• Material provided:
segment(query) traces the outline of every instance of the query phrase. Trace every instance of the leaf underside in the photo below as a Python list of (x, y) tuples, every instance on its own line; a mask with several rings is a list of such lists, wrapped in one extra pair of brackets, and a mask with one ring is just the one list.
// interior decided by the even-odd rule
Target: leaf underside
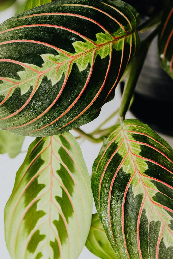
[(92, 215), (90, 230), (85, 246), (90, 252), (99, 258), (117, 259), (97, 213)]
[(20, 152), (25, 137), (0, 130), (0, 154), (7, 153), (13, 158)]
[(119, 258), (172, 258), (173, 151), (136, 120), (124, 121), (105, 139), (92, 188)]
[(0, 25), (2, 128), (63, 133), (95, 118), (113, 98), (139, 44), (139, 15), (119, 0), (79, 2), (55, 1)]
[(74, 137), (66, 132), (37, 138), (5, 209), (12, 259), (76, 259), (89, 232), (92, 205), (89, 177)]
[(168, 0), (167, 4), (158, 39), (159, 53), (163, 68), (173, 79), (173, 2)]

• What is asked: Write out every line of the entries above verbatim, leaving out the picture.

• Written reply:
segment(query) traces the outline of every instance of the query phrase. Trace every instance of the leaf underside in the photo below as a Python list of (x, y) tuples, every instance on its own line; a mask with several rings is a list of such lists, wrapped in one extra pair of brackets, and a mask with one ring is just the one list.
// interior decided by the even-odd rule
Target: leaf underside
[(92, 215), (90, 230), (85, 246), (90, 252), (99, 258), (117, 259), (97, 213)]
[(20, 152), (25, 137), (0, 130), (0, 154), (7, 153), (13, 158)]
[(119, 258), (172, 258), (173, 151), (136, 120), (124, 121), (105, 139), (92, 188)]
[(0, 25), (2, 128), (63, 133), (95, 118), (113, 98), (139, 44), (139, 15), (119, 0), (79, 2), (55, 1)]
[(74, 137), (66, 132), (37, 138), (5, 209), (12, 259), (76, 259), (89, 232), (92, 205), (89, 177)]
[(168, 0), (167, 4), (158, 39), (159, 53), (163, 68), (173, 79), (173, 2)]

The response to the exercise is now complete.